MATERIAL FOR THE TASK:
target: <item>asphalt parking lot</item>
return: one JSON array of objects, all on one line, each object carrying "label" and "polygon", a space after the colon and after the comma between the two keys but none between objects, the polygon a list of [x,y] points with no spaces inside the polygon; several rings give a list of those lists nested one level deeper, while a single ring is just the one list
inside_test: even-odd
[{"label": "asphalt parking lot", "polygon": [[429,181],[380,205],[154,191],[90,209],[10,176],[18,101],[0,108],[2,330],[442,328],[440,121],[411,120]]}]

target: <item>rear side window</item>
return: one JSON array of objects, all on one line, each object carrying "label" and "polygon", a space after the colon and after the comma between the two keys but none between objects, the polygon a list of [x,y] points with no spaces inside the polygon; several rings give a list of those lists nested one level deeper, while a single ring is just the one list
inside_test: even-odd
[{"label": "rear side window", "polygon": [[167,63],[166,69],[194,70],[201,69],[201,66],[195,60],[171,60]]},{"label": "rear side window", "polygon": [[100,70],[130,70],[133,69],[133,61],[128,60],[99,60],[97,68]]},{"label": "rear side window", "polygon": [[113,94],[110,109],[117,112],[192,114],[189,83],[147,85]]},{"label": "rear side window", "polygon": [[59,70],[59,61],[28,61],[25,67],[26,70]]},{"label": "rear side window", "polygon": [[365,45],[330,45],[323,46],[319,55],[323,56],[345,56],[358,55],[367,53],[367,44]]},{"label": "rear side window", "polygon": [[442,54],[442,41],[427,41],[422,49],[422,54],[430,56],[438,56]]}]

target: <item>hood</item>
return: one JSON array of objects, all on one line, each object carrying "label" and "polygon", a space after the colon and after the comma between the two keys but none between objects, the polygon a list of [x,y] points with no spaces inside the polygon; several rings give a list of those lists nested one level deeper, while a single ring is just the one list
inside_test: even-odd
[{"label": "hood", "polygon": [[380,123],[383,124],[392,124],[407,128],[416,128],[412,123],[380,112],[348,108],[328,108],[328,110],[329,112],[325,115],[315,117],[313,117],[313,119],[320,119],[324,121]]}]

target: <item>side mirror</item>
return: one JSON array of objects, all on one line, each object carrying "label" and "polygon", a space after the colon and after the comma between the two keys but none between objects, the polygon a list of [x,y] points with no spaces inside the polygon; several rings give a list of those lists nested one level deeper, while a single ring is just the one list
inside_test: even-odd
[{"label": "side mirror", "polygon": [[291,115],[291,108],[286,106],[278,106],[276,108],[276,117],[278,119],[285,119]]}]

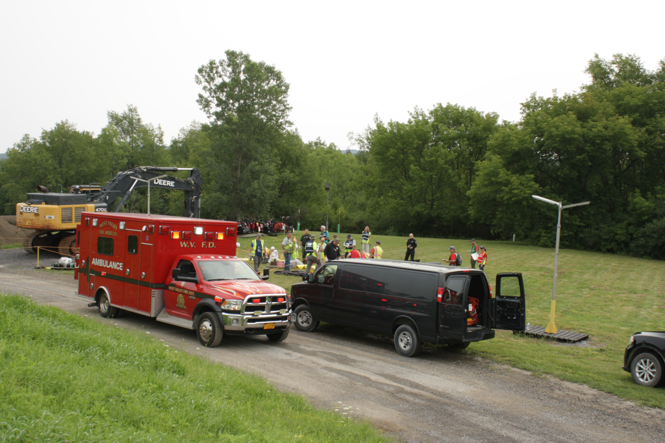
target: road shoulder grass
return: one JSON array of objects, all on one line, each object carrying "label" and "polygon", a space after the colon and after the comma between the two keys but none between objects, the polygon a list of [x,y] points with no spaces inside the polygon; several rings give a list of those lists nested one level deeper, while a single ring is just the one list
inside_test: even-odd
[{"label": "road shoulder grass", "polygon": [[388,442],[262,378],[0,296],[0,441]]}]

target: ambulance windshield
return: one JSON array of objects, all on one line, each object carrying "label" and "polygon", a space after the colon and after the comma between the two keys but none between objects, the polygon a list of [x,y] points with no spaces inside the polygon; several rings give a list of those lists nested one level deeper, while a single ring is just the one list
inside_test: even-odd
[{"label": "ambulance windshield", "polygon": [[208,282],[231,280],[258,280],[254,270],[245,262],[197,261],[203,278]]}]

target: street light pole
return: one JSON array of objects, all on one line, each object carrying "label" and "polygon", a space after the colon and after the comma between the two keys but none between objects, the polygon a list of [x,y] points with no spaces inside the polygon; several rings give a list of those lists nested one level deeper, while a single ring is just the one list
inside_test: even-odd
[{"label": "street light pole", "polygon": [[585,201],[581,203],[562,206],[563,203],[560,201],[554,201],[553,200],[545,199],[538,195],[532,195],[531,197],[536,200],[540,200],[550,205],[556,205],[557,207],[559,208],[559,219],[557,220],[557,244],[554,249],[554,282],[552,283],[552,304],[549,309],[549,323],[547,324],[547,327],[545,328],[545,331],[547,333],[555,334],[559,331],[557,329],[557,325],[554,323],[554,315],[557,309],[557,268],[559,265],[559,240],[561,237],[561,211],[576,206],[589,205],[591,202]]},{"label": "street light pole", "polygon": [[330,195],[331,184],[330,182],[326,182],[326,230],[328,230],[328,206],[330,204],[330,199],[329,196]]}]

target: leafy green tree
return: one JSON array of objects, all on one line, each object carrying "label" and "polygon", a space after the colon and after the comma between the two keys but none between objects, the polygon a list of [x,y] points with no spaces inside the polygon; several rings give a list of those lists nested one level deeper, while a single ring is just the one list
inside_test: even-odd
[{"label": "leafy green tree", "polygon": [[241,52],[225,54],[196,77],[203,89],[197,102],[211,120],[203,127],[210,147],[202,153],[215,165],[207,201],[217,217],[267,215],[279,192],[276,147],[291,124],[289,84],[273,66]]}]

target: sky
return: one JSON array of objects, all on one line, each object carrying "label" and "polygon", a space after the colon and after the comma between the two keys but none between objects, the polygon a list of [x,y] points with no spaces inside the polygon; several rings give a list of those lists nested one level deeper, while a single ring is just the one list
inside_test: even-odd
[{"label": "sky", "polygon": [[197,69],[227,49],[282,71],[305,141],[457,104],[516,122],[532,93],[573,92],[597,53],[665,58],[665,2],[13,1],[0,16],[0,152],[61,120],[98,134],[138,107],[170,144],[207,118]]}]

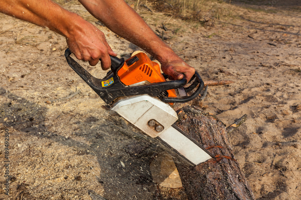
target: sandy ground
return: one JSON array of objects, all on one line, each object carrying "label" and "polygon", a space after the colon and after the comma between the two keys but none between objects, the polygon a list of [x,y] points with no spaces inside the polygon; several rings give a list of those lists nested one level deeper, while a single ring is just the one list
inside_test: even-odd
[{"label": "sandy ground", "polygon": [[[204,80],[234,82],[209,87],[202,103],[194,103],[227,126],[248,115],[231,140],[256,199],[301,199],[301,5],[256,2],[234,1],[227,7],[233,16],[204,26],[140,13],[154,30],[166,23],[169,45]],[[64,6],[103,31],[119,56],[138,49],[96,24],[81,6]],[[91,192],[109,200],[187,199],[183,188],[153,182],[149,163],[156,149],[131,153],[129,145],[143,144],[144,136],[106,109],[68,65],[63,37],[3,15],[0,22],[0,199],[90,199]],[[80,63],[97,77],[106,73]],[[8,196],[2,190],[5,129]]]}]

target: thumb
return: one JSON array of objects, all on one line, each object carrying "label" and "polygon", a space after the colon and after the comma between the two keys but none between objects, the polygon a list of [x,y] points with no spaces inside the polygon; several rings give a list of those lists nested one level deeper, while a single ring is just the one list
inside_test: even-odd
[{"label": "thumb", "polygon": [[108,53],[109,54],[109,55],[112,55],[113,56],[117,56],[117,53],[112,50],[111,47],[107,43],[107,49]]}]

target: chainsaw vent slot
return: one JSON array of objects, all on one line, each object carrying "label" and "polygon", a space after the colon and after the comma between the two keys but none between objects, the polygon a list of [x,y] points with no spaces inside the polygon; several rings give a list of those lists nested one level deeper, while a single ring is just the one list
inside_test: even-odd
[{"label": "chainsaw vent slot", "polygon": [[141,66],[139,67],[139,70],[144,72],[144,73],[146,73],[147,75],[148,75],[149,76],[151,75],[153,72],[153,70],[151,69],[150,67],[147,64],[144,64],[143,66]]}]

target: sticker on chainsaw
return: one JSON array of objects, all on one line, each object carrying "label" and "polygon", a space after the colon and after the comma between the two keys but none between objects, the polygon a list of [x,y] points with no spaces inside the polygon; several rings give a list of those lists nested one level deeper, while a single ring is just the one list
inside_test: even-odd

---

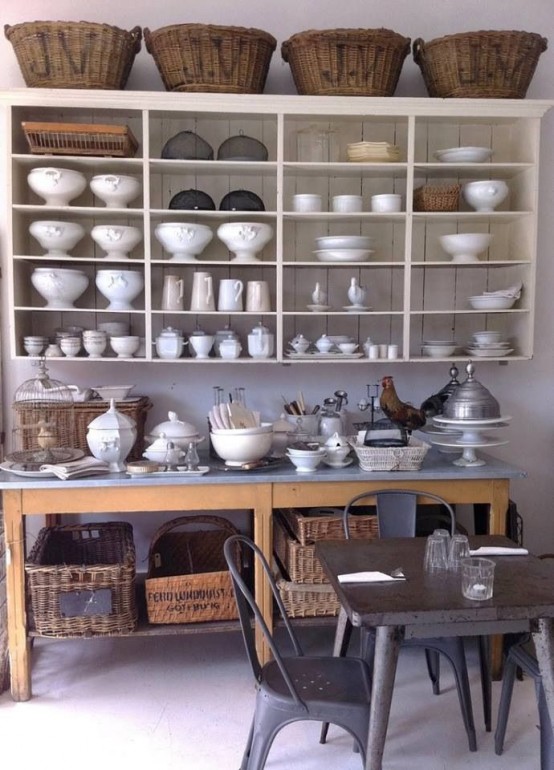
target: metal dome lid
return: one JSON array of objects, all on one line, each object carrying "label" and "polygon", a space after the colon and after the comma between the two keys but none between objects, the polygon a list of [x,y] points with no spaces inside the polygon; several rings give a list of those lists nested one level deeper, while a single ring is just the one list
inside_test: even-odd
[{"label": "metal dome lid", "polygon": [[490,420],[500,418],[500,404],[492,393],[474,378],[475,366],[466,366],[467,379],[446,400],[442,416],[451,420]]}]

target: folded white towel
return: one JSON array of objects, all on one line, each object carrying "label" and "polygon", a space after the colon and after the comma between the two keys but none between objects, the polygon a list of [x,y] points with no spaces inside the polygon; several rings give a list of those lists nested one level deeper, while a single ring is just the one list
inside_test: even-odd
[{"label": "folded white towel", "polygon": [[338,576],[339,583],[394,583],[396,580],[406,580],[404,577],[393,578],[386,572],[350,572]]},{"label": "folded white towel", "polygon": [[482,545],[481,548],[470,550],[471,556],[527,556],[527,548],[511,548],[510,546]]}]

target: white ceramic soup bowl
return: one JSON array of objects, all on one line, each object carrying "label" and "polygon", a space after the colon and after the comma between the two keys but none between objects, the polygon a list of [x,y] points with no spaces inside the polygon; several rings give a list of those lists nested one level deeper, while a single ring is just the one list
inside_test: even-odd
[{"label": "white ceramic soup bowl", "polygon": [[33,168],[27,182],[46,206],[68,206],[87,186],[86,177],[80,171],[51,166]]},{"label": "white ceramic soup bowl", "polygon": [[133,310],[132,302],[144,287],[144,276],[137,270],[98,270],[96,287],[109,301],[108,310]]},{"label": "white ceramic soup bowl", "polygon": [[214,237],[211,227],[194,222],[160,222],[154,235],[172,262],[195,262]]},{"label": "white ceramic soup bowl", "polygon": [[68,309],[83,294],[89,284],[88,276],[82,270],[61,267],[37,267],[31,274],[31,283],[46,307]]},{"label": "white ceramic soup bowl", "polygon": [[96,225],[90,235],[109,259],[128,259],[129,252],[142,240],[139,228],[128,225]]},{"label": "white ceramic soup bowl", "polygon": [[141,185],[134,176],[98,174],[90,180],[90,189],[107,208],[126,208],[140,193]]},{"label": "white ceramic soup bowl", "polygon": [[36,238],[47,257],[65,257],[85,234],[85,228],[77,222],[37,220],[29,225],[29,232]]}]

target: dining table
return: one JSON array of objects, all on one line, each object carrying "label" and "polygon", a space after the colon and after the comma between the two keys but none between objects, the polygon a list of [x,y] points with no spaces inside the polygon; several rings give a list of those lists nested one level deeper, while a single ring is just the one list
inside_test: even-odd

WHAT TO DO:
How many lines in the data above contain the string "item"? Case counts. Reply with the number only.

SOLUTION BELOW:
4